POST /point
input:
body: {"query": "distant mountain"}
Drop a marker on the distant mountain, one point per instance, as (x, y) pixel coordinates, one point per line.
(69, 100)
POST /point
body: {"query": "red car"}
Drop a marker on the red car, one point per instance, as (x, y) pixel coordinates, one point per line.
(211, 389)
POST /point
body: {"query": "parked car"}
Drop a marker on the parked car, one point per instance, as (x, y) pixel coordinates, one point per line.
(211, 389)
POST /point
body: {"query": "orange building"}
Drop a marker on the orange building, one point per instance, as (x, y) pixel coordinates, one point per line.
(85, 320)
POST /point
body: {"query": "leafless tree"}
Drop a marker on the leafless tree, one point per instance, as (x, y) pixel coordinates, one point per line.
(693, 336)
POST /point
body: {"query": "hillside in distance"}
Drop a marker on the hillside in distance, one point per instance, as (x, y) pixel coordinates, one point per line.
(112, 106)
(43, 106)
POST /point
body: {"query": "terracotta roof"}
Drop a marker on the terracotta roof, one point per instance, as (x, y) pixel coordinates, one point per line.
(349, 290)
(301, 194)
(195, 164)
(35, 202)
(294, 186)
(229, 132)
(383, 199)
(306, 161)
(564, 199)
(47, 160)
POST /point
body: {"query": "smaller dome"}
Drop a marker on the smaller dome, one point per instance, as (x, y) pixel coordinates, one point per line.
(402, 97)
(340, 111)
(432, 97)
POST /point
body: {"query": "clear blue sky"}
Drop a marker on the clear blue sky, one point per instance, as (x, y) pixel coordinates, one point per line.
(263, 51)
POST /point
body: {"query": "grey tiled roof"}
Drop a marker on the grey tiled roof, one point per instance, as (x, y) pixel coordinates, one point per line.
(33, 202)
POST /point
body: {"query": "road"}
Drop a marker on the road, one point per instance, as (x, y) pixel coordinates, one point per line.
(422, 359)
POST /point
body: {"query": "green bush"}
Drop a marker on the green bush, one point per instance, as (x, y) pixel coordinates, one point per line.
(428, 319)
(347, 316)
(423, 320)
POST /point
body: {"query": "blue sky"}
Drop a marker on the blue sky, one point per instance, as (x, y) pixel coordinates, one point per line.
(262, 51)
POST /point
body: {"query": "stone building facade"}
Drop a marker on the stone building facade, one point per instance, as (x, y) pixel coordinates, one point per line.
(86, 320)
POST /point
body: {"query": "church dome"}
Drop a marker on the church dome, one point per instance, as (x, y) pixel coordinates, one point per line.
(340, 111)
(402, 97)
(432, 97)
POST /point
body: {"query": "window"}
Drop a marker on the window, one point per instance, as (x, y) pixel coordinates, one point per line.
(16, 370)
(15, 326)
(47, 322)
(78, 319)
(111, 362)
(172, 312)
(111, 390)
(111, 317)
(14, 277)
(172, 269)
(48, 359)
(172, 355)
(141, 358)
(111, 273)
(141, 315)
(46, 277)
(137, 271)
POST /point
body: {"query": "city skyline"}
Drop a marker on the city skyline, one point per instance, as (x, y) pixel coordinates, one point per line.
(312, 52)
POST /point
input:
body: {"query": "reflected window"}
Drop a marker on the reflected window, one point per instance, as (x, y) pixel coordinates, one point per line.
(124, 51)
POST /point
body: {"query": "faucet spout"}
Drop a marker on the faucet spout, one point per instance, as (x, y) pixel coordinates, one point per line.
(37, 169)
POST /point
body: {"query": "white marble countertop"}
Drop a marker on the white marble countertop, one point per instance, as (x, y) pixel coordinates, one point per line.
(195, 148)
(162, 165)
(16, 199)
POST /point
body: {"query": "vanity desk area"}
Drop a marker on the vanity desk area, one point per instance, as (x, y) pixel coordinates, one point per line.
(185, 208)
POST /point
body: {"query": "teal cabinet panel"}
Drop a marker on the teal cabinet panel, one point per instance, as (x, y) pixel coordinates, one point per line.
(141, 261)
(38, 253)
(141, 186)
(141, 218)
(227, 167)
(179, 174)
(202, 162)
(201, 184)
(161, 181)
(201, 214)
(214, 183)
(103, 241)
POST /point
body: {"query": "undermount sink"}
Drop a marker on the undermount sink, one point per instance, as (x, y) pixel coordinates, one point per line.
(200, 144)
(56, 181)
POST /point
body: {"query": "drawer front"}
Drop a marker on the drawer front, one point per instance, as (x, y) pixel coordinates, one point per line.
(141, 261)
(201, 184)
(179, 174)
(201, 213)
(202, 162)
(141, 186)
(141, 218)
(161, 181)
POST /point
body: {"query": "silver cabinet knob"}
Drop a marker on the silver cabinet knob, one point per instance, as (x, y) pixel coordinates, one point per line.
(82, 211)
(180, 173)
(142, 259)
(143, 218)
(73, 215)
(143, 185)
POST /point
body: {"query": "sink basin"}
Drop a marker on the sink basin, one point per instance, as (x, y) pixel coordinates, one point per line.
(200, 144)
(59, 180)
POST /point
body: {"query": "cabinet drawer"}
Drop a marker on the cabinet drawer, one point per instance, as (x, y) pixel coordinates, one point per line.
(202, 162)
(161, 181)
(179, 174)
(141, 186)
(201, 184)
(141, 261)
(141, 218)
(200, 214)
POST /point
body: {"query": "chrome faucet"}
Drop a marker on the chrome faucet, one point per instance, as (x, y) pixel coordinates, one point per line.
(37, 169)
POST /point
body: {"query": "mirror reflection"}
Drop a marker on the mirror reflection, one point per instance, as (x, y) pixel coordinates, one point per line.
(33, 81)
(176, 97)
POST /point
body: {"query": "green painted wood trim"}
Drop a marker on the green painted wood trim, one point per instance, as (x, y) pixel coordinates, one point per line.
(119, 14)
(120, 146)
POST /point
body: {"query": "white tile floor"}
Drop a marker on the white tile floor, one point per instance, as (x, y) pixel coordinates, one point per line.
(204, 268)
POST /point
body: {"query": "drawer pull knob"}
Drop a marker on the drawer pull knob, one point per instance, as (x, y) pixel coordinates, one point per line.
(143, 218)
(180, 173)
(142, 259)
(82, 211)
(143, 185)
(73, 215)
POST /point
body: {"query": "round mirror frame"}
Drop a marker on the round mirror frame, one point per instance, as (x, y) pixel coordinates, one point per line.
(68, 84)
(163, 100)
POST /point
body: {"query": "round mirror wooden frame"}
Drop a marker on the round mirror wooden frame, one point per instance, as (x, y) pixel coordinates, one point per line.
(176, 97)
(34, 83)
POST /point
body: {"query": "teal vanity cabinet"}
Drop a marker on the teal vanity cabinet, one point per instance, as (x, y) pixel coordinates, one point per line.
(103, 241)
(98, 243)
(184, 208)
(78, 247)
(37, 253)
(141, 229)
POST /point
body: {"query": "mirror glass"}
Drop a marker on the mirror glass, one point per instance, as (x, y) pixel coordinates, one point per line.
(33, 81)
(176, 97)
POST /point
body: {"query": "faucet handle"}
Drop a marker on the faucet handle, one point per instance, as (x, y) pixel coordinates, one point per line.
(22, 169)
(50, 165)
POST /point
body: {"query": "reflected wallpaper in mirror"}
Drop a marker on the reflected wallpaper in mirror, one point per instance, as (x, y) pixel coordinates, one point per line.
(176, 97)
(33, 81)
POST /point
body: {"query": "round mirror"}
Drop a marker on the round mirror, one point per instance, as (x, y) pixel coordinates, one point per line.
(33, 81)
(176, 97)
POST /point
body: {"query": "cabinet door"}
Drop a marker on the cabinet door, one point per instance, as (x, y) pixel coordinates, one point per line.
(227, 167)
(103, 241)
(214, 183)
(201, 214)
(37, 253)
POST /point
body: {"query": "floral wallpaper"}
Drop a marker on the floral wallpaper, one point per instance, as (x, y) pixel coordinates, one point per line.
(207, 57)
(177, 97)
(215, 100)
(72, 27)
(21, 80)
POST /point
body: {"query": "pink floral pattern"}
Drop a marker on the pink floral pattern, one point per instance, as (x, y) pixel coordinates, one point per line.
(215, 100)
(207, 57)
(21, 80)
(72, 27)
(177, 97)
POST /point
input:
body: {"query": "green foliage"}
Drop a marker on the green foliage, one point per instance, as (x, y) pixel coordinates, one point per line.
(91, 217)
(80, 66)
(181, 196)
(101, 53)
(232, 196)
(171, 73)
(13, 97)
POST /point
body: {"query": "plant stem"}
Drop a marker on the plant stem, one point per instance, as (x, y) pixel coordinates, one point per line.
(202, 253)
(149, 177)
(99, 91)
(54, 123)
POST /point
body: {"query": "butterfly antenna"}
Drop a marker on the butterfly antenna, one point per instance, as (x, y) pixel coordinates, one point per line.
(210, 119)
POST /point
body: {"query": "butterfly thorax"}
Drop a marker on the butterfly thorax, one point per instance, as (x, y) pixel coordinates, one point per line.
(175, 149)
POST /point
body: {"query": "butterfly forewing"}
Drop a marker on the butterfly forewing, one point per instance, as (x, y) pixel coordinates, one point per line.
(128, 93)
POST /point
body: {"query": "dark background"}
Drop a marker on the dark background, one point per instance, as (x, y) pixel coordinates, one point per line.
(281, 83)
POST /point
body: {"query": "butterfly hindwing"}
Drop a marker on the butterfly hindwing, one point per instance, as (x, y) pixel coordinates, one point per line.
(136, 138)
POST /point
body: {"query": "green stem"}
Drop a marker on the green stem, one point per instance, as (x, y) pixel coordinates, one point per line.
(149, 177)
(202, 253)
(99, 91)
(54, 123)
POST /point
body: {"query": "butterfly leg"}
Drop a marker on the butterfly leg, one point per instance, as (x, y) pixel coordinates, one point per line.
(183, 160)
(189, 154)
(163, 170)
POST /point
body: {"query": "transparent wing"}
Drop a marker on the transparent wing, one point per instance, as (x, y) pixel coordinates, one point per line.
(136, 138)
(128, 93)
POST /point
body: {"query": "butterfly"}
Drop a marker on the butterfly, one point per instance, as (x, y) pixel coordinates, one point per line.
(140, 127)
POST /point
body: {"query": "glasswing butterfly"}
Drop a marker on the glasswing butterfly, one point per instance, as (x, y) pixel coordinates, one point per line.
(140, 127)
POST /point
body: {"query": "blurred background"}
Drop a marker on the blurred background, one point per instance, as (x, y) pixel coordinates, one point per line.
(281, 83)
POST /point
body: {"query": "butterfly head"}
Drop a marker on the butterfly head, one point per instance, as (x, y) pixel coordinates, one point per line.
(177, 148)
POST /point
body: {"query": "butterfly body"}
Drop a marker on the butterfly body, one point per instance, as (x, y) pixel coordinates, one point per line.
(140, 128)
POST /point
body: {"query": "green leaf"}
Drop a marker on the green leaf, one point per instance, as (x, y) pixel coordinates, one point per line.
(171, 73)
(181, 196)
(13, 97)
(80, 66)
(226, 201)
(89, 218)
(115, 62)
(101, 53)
********************
• [How to complete this task] Everything from the line holding "Drop a marker on the butterfly body, one" through the last line of the entries should be retyped exactly, with no other lines.

• [Written solution]
Drop a marker on the butterfly body, one point per instance, as (x, y) pixel coordinates, one point per line.
(140, 128)
POST /point
body: {"query": "green leaf"}
Drop a marker on the green leaf, one point per instance, as (x, y) pixel coordinates, one point per line.
(171, 73)
(181, 196)
(13, 97)
(80, 66)
(226, 201)
(89, 218)
(115, 62)
(101, 53)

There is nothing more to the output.